Nesnelerin nerede göründüğüne dair veri kümesi satırları:
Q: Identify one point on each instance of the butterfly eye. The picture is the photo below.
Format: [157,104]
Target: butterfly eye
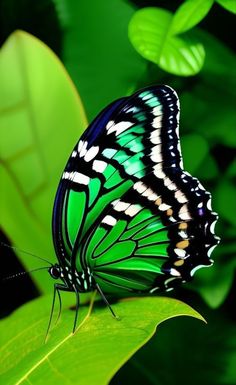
[55,272]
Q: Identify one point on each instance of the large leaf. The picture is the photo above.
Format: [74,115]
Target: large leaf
[97,51]
[190,13]
[150,34]
[186,353]
[98,349]
[195,149]
[41,118]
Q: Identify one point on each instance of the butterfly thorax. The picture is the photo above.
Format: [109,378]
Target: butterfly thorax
[76,281]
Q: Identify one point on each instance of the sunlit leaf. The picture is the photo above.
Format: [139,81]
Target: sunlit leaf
[150,34]
[186,353]
[190,13]
[91,356]
[41,118]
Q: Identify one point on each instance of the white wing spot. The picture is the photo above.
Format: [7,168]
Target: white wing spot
[118,128]
[91,153]
[80,178]
[109,220]
[99,165]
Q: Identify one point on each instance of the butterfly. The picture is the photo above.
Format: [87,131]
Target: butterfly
[127,218]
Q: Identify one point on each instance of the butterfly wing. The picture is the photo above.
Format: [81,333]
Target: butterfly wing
[128,165]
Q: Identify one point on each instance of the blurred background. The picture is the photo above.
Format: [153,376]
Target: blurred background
[100,45]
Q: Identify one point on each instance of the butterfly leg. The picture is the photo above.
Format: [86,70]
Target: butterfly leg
[106,301]
[76,308]
[57,288]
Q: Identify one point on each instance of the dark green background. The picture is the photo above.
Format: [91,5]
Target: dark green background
[106,67]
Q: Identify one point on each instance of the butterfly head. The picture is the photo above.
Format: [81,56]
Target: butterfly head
[82,281]
[55,271]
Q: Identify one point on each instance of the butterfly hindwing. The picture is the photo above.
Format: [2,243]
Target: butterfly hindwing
[125,207]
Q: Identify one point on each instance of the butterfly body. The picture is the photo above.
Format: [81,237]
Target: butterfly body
[127,218]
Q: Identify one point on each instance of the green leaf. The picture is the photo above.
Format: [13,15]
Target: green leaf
[99,348]
[97,52]
[186,353]
[230,5]
[150,34]
[189,14]
[41,118]
[195,149]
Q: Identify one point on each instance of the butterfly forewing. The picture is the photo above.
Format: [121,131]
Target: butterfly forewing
[124,206]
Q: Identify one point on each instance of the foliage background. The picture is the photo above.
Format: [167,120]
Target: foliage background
[91,38]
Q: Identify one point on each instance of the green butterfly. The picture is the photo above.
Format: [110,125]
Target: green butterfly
[127,219]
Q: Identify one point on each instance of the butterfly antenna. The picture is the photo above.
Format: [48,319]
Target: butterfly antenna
[23,273]
[25,252]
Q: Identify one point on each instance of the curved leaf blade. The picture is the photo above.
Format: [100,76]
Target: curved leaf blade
[41,118]
[93,355]
[149,32]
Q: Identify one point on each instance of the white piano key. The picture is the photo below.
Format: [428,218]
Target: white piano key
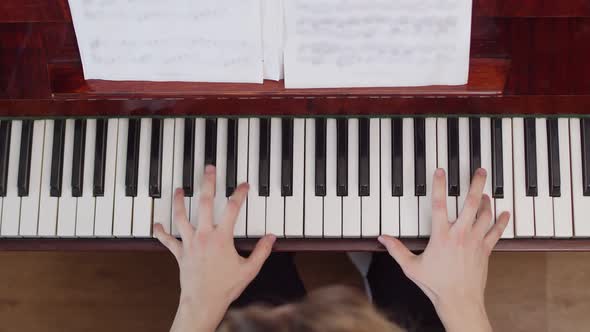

*Görev*
Yukarıdaki listede "hindwing" sözcüğünü içeren kaç satır bulunduğunu belirleyin. Yalnızca sayıyı yazın.

*Çözümlü alıştırma*
2